= Written problem A =
Answer these from the aggregation pipelines text, each on its own line and marked the same way:
(i) Which post of the year does the author call this blog?
(ii) What do queries only return?
(iii) What happens to the documents that are output from a stage?
= Written problem B =
Please reproduce word for word the stretch of the aggregation pipelines text from "The idea is" through "the next stage.".
= Written problem C =
List the operations that the aggregation pipelines text gives as the meaning of CRUD.

======== Page text

Demystifying Aggregation Pipelines in MongoDB

Demystifying Aggregation Pipelines in MongoDB

Introduction

Hello everyone, I'm Hasnain. This blog is my first 2023 post and I'm really excited about it because we're going to learn Aggregation Pipelines in MongoDB. But before that, I hope you have learned the basics of MongoDB and you are aware of MongoDB query operators and CRUD(create, read, update, delete) operations. If not, you can check out my previous blog on Databases and CRUD operations in MongoDB using Mongoose or you can read the official MongoDB Documentation.

What are Aggregation Pipelines in MongoDB

As you already know, To extract data from the database we use queries. However, queries only return the data that already exists in the database. But if you want to process the data in a different way such as grouping the data, sorting the data in a specific order, filtering, and transforming you'll have to use aggregation operations. MongoDB allows you to use its Aggregation Framework which consists of an extremely powerful and extremely useful set of tools.

The idea is that we define a pipeline that all the documents from a certain collection go through where they are processed in order to transform them into aggregated results. An aggregation pipeline consists of one or more stages that process documents. Each stage operates on the input documents. For example, a stage can filter documents, group documents, and calculate values. The documents that are output from a stage are passed to the next stage.

================
======== Excerpted data

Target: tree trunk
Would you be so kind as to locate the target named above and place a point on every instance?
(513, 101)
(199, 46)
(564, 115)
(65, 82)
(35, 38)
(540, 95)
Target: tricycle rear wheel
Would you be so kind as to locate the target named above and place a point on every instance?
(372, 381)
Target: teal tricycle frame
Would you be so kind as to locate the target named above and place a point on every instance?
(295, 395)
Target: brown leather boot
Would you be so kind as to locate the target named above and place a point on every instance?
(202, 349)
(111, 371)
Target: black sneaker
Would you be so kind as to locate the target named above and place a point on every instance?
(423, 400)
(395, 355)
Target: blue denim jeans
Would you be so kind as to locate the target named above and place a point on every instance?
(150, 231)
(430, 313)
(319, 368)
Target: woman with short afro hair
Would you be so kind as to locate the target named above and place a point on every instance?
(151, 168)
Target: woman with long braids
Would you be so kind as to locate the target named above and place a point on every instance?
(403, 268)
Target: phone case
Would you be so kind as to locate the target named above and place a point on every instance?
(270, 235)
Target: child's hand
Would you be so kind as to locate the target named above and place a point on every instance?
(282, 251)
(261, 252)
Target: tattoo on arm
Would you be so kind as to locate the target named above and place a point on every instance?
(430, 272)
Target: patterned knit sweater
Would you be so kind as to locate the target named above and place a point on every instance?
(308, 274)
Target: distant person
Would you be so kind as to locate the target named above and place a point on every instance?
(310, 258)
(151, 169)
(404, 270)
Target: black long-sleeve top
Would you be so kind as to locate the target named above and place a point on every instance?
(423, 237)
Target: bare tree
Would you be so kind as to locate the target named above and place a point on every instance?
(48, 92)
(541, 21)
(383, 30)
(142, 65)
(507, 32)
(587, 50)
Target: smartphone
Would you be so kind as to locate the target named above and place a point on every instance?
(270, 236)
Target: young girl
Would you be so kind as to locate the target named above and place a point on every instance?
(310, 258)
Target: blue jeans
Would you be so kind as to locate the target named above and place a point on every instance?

================

= Correct answer A =
(i) The author's first 2023 post.
(ii) The data that already exists in the database.
(iii) They are passed to the next stage.

= Correct answer B =
The idea is that we define a pipeline that all the documents from a certain collection go through where they are processed in order to transform them into aggregated results. An aggregation pipeline consists of one or more stages that process documents. Each stage operates on the input documents. For example, a stage can filter documents, group documents, and calculate values. The documents that are output from a stage are passed to the next stage.

= Correct answer C =
create, read, update, delete